Stated goal: Retype all of the data. Every line must match exactly.

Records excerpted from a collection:

>>>

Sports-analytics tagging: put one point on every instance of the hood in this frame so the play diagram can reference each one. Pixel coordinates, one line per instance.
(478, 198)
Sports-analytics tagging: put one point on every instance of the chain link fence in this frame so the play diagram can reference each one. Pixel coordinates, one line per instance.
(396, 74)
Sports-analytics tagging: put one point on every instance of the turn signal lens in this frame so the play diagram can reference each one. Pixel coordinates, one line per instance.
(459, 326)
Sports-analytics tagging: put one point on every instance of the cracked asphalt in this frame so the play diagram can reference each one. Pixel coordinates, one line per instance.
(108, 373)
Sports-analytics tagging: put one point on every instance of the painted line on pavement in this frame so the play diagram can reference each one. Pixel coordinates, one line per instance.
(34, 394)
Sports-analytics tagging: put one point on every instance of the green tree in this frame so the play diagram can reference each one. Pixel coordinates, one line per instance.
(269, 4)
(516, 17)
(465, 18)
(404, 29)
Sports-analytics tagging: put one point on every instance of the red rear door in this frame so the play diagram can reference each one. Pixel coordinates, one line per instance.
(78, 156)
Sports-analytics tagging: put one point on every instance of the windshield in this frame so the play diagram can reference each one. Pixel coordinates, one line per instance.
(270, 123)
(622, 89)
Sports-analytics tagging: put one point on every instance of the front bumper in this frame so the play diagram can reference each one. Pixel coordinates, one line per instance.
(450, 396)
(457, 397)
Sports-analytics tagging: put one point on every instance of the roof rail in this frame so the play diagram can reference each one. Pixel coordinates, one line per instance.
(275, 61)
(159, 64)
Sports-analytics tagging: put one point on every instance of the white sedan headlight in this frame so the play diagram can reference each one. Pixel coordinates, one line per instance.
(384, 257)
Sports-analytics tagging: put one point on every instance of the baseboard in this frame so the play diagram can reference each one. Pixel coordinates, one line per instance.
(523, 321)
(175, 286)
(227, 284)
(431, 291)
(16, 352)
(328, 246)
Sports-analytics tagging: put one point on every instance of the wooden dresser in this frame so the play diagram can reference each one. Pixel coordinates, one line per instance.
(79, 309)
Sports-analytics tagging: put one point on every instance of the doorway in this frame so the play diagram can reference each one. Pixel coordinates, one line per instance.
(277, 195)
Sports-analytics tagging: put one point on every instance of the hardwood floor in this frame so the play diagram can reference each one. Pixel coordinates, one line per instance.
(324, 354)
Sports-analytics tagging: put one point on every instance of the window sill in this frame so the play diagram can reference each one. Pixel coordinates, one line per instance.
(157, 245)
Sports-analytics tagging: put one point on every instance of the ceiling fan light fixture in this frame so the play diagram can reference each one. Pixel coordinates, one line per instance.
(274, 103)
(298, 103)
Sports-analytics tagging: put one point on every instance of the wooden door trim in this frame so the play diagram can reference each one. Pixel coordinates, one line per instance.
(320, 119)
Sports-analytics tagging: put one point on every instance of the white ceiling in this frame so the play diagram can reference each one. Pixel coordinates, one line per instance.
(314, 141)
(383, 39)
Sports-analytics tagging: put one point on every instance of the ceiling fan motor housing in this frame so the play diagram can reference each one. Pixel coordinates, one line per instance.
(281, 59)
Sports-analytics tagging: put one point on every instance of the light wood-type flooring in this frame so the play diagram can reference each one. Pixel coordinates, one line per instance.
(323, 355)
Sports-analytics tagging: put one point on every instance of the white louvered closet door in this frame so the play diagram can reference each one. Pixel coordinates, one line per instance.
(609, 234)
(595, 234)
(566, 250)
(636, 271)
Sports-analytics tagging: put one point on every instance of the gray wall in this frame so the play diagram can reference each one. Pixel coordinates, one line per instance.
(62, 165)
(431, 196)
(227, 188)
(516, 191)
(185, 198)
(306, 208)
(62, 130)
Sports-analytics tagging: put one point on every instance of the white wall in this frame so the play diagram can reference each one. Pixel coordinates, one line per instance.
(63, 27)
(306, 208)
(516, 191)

<<<

Full response:
Sports-analytics tagging: put one point on every instance of the hood in this frame so the play diagram can reference each one. Pixel coordinates, one line per instance.
(478, 198)
Sports-analytics tagging: put one point on every instance of the chain link fence in this frame so the play diagram can reference each one. Pixel coordinates, one line per instance.
(396, 74)
Sports-analytics tagging: put one point on every instance of the turn signal lens in this frame so the play diagram can reference each one. Pixel coordinates, one line per instance.
(459, 326)
Sports-analytics tagging: put one point on every instance of the cracked asphalt in this frame so the play diagram can reference each one. Pixel coordinates, one line per instance.
(108, 373)
Sports-analytics tagging: put one point on every instance of the painted line on pavement in this frame so the play diagram can reference each one. Pixel coordinates, one line per instance.
(34, 394)
Sports-analytics tagging: put one point on every instance of the green tree in this frame so the play diagram can reference each one. Pixel coordinates, one line per instance.
(269, 4)
(516, 17)
(465, 18)
(404, 29)
Sports-analytics tagging: put one point on every instance of the red rear door in this frame so the play diagram can reference each one. Pixel coordinates, one line per instance.
(78, 156)
Sports-analytics tagging: put one point on every instance of the windshield in this frame so the play diagram can reference each one. Pixel coordinates, one line per instance.
(270, 123)
(622, 89)
Sports-analytics tagging: put one point on every instance of the front bumper in this frame so the play diagram can reference each one. Pixel coordinates, one line per instance.
(450, 396)
(457, 397)
Sports-analytics tagging: put one point on every instance of the roof rail in this frame so the play diagram can reference each one. Pixel coordinates, one line per instance.
(275, 61)
(159, 64)
Sports-analytics tagging: put one point on every instance of the white sedan headlight in this frame so the play diagram can reference each one. Pixel coordinates, one line per instance.
(384, 257)
Sports-analytics tagging: put one point on every instance of the baseboard in this frame so the play diagram can reference each one. Pixel coordinates, one line per instance.
(523, 321)
(175, 286)
(227, 284)
(431, 291)
(16, 352)
(328, 246)
Sports-analytics tagging: put one point on every instance of the wooden dresser in this frame so the play diagram can reference each one. Pixel coordinates, one line per instance.
(79, 309)
Sports-analytics tagging: put one point on every instance of the doorway in this frame so the play diagram can reference each one. Pixel coordinates, one line per instance.
(277, 195)
Sports-analytics tagging: put one point on every instance of the hardwood floor in this frame so the play diagram can reference each one. Pixel coordinates, one line per instance.
(324, 354)
Sports-analytics tagging: put one point on every instance of the window sill in this frame so the play diagram can reference each one. Pixel coordinates, one line per instance.
(157, 245)
Sports-analytics tagging: put one point on every instance of the ceiling fan light fixture in this frame so the play diagram can reference each one. Pixel coordinates, one line per instance.
(274, 103)
(298, 103)
Sports-analytics tagging: put one point on every instance of the wooden door trim in this frame so the play diagram can reference each one. Pixel coordinates, one line per instance.
(320, 119)
Sports-analytics tagging: put one point on every instance of the white ceiling in this frame so the play diagram can reference each one. Pixel coordinates, one line per instance.
(314, 141)
(383, 39)
Sports-analytics tagging: put one point on every instance of the ceiling fan motor housing in this frame so the play diagram can reference each one. Pixel coordinates, one line per instance.
(281, 59)
Sports-analytics tagging: put one point on every instance of the light wood-type flooring in this frame so the play diagram can reference each one. Pixel coordinates, one line per instance.
(323, 355)
Sports-analytics tagging: put one point on every instance of the white louvered closet door in this frame so the play diagram can reference each one. Pixel coordinates, one line per instance.
(609, 234)
(595, 234)
(566, 250)
(636, 271)
Sports-analytics tagging: put one point on every instance of the gray wall in this frame so the play diagram can reference each one. Pixel coordinates, one line per instance.
(62, 165)
(431, 196)
(227, 188)
(516, 191)
(185, 198)
(306, 208)
(62, 130)
Sports-analytics tagging: put one point on every instance of the white wall in this frame so the play diagram can reference each one. Pixel coordinates, one line per instance.
(63, 27)
(306, 208)
(516, 191)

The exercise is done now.